● **DIRECTIONS FOR THIS TASK**: Could you copy the records below exactly, keeping none of the images?

-=-=-=-=-

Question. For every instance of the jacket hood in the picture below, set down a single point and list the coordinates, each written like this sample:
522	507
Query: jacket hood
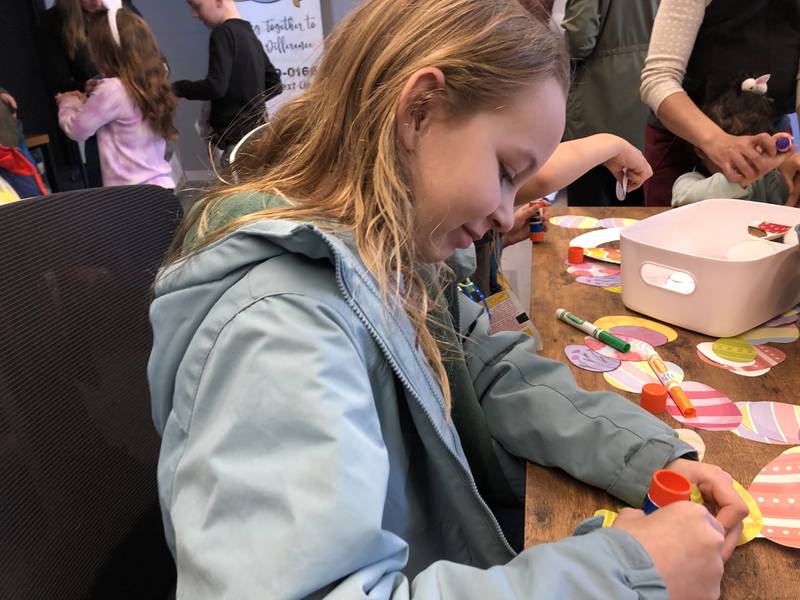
187	290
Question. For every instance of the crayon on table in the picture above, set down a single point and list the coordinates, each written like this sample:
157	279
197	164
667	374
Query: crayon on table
592	330
674	389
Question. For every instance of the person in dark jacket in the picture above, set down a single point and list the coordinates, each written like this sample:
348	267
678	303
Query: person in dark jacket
240	75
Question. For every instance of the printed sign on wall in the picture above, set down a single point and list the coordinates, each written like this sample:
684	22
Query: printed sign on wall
291	31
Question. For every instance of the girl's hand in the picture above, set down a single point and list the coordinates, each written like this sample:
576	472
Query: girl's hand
685	543
719	496
520	230
638	169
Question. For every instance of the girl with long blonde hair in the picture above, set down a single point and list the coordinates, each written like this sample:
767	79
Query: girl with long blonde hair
335	421
131	109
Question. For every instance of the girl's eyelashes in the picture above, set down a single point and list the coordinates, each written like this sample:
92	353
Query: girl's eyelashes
505	175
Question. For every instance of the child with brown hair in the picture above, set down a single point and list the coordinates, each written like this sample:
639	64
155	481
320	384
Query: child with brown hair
132	109
740	112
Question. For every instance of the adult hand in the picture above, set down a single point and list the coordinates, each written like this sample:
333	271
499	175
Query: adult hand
743	158
719	496
8	99
628	156
685	542
790	169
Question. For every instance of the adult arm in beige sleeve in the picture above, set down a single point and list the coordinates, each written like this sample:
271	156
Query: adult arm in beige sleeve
743	159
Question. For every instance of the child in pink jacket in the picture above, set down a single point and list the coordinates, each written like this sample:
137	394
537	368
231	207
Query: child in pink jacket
132	109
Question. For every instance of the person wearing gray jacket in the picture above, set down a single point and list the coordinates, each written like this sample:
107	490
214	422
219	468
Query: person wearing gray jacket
607	42
335	421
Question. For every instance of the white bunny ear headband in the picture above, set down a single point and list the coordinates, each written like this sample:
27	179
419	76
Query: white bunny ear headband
113	7
757	86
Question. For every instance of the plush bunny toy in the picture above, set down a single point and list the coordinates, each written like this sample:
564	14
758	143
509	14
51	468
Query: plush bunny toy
757	86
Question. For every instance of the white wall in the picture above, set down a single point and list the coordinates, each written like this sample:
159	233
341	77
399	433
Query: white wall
184	42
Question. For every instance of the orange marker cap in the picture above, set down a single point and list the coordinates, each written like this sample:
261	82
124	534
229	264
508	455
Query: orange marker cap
575	255
682	402
668	486
653	398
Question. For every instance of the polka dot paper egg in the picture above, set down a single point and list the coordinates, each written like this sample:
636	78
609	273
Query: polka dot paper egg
734	349
715	411
776	490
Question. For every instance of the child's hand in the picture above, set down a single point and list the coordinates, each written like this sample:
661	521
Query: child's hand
685	543
520	230
638	169
719	496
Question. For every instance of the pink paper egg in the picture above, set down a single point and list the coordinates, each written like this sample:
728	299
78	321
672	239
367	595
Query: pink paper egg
631	376
589	360
776	490
715	411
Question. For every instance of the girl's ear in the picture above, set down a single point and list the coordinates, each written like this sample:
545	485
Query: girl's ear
415	107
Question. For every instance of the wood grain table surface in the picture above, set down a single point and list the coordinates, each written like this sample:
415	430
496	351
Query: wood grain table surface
556	503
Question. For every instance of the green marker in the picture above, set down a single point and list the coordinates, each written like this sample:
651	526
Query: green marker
595	332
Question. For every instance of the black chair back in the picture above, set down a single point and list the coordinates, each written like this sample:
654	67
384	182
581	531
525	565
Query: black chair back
79	515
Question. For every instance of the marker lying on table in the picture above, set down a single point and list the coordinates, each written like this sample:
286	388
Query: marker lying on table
669	381
595	332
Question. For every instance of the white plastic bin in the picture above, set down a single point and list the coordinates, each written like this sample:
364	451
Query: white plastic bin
697	266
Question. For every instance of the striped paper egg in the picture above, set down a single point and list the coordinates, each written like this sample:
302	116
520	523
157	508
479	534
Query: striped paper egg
776	490
616	222
631	376
692	438
778	422
780	335
592	269
611	255
589	360
715	411
574	221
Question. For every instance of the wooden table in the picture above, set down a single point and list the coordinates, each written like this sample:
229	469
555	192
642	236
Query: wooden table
555	502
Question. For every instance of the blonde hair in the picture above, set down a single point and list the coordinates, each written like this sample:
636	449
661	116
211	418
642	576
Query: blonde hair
139	64
334	150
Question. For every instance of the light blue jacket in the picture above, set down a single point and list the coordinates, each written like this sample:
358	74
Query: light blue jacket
307	452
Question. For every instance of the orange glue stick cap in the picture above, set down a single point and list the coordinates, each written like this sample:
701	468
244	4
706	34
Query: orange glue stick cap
682	402
653	398
575	255
668	486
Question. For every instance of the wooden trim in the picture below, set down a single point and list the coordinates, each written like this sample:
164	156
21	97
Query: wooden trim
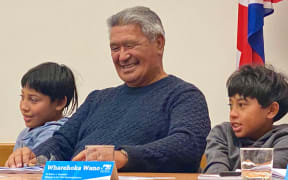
5	150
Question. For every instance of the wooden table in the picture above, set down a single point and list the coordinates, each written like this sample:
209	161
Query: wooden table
178	176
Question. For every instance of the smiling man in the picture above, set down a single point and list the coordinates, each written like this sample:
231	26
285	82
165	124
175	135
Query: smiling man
157	122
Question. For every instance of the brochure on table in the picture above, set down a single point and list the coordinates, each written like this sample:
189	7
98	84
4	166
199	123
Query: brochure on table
58	170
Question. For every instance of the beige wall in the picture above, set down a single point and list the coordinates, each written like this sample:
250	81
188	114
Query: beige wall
200	46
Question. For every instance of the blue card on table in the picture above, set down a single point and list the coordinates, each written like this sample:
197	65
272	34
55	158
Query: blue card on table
78	170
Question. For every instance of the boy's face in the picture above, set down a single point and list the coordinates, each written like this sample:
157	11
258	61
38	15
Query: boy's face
248	118
37	108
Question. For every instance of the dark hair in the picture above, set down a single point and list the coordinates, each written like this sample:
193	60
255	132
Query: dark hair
55	81
260	82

-=-=-=-=-

● **RESULT**:
Question. For every instance of the jacket hood in the picture below, set down a single point and list the coordinates, each written like this sample:
522	507
Query: jacket hood
187	290
Question. For every instance of the crayon on table in the picture above, set down a single point and list the coordinates, each written like this sample:
157	279
197	164
667	374
Query: crayon on table
592	330
674	389
Question. For every instance of the person in dark jacket in the picture above, set down a single point and list the coordinates, each written like this sample:
348	267
678	303
Query: person in dark jacket
240	75
Question. For every instance of the printed sign on wall in the picture above, set down a single point and list the coordinates, each written like this sample:
684	22
Query: printed sign on wall
291	31
Question. For every instance of the girl's hand in the picture above, set down a single point and list the coordinates, each written like this sample:
576	472
Query: girl's hand
685	543
719	496
520	230
638	169
Question. For every instance of the girl with long blonde hair in the picture above, set down a single point and list the coordinates, each written like this sample:
767	79
Query: girl with long blonde hair
335	421
131	109
Question. For every instance of the girl's eyelashes in the picture above, set down a single point and list the coordinates, each written like this sample:
92	353
Query: girl's eyelashes
505	175
Question. For every instance of the child with brown hair in the picture above, set down a single point and list the coordinates, each written like this sample:
639	64
155	481
320	384
Query: child with brown hair
132	109
740	112
Question. For every instance of the adult hand in the picture above, set down a single point and list the coordinates, each written like this sample:
333	271
499	175
Query: adult hand
743	158
719	496
8	99
628	156
685	542
790	169
Question. For every instance of the adult arm in beige sleeve in the picture above, set down a single point and list the coordinates, each written like this sample:
271	156
Query: adult arm in beige sleeve
743	159
Question. For every instance of the child in pink jacket in the picture above, set down a single point and list the coordinates, each written like this sample:
137	394
537	368
231	207
Query: child in pink jacket
132	109
Question. For every instance of the person wearing gray jacket in the picture above, set down a single point and list the coordinates, each written like this sample:
107	490
214	422
219	468
Query: person wearing gray jacket
607	42
335	421
Question. For every instance of the white bunny ear headband in the picture above, set down a single point and list the coordinates, each written like this sample:
27	179
419	76
Query: white bunny ear headband
113	7
757	86
Question. For every instance of the plush bunny toy in the picture above, set down a single point and list the coordinates, each written like this sample:
564	14
758	143
509	14
51	468
Query: plush bunny toy
757	86
Question. For every instance of the white wall in the picture above, set down a single point and list the coordinates, each written like this sample:
159	233
341	77
399	433
Query: white wall
184	42
Question. For every instance of the orange marker cap in the picture above, set down a single point and list the coordinates, each written like this sample:
261	82
124	534
229	264
508	455
Query: orange marker cap
575	255
682	402
668	486
653	398
Question. For every instance of the polka dot paper egg in the picture above, set down a single point and list the coordinates, each written like this sample:
636	78
609	273
Query: polka dot paper egg
734	349
715	411
776	490
Question. For every instance of the child's hand in the picture above, set down a single point and list the coordinates, each written like this sample:
661	521
Query: child's hand
685	543
520	230
638	169
719	496
Question. For every instance of the pink paper egg in the picture above, set down a single point and list the coordinates, each written like this sample:
728	299
78	321
672	239
367	595
Query: pink paper egg
631	376
589	360
776	490
715	411
Question. For every instance of the girl's ear in the picture above, set down a single point and list the coordinates, each written like this sample:
545	485
Query: girl's ear
415	107
Question. For every instance of the wood grain table surface in the picture above, set down a single point and list the coordinates, each written like this sample:
415	430
496	351
Query: wood grain table surface
556	503
Question. For every instance of the green marker in the picture above, set down a single point and list the coordinates, each written like this sample:
651	526
Query: green marker
595	332
Question. For every instance of the black chair back in the picture above, set down a single point and list the coordinates, each written like this sample:
654	67
384	182
581	531
525	565
Query: black chair back
79	515
Question. For every instance of the marker lying on table in the picture above, set down a single point and list the coordinates, each written like this sample:
286	388
Query: marker lying on table
669	381
595	332
Question. For every instance of the white plastic bin in the picture above, set down a single point and list the coordinates, each written like this sample:
364	451
Query: white plastic bin
697	266
Question. For every instance of the striped paper egg in the picture above, set down a single point and list the coordinates, each written like this sample:
302	116
520	523
157	508
479	534
Query: striped paper egg
776	490
616	222
631	376
692	438
778	422
780	335
592	269
611	255
589	360
715	411
574	221
Question. For every instance of the wooden table in the picture above, set down a single point and list the coordinates, each written like this sample:
229	469
555	192
642	236
Query: wooden table
555	502
Question. For every instance of the blonde hair in the picture above, set down a single point and list the coordinates, each written like this sample:
636	449
661	116
211	418
642	576
Query: blonde hair
139	64
334	150
Question. For every instance of the light blue jacket in the picture above, set down a single point and list the coordinates, each written like this sample:
358	74
Query: light blue jacket
307	452
Question. For every instance of the orange glue stick cap in the picture above, set down a single point and list the coordinates, each written like this sample:
701	468
244	4
706	34
Query: orange glue stick cap
682	402
653	398
575	255
668	486
Question. For every instance of the wooden trim in the picture below, set down a single point and list the coordinates, each written like this sample:
164	156
21	97
Query: wooden trim
5	150
Question. For every instance of the wooden table in the picture above, set down a single point and list the coordinates, each written like this sample:
209	161
Query: wooden table
178	176
Question. For every instance of the smiling man in the picture above, set down a single point and list the coordinates, each written like this sample:
231	26
285	82
165	124
175	135
Query: smiling man
157	122
Question. For every instance of the brochure on table in the picture above, set down a single point and list the coordinates, each written like this sample:
189	7
98	84
4	166
199	123
Query: brochure on table
58	170
Question. For every instance of the beige wall in the picture above, set down a single point and list the coordinates, each written like this sample:
250	81
188	114
Query: beige wall
200	46
Question. For every instance of the blue card on table in the picture above, set down a single point and list the coordinates, each written like this sample:
197	65
272	34
55	158
Query: blue card on table
78	170
Question. For every instance of the boy's face in the picture above, set down a single point and list the coordinates, each written like this sample:
157	11
258	61
38	15
Query: boy's face
248	118
37	108
Question. For every instance of the dark hair in the picture above, set down a single point and list the coordinates, each written like this sample:
193	60
255	132
Query: dark hair
55	81
260	82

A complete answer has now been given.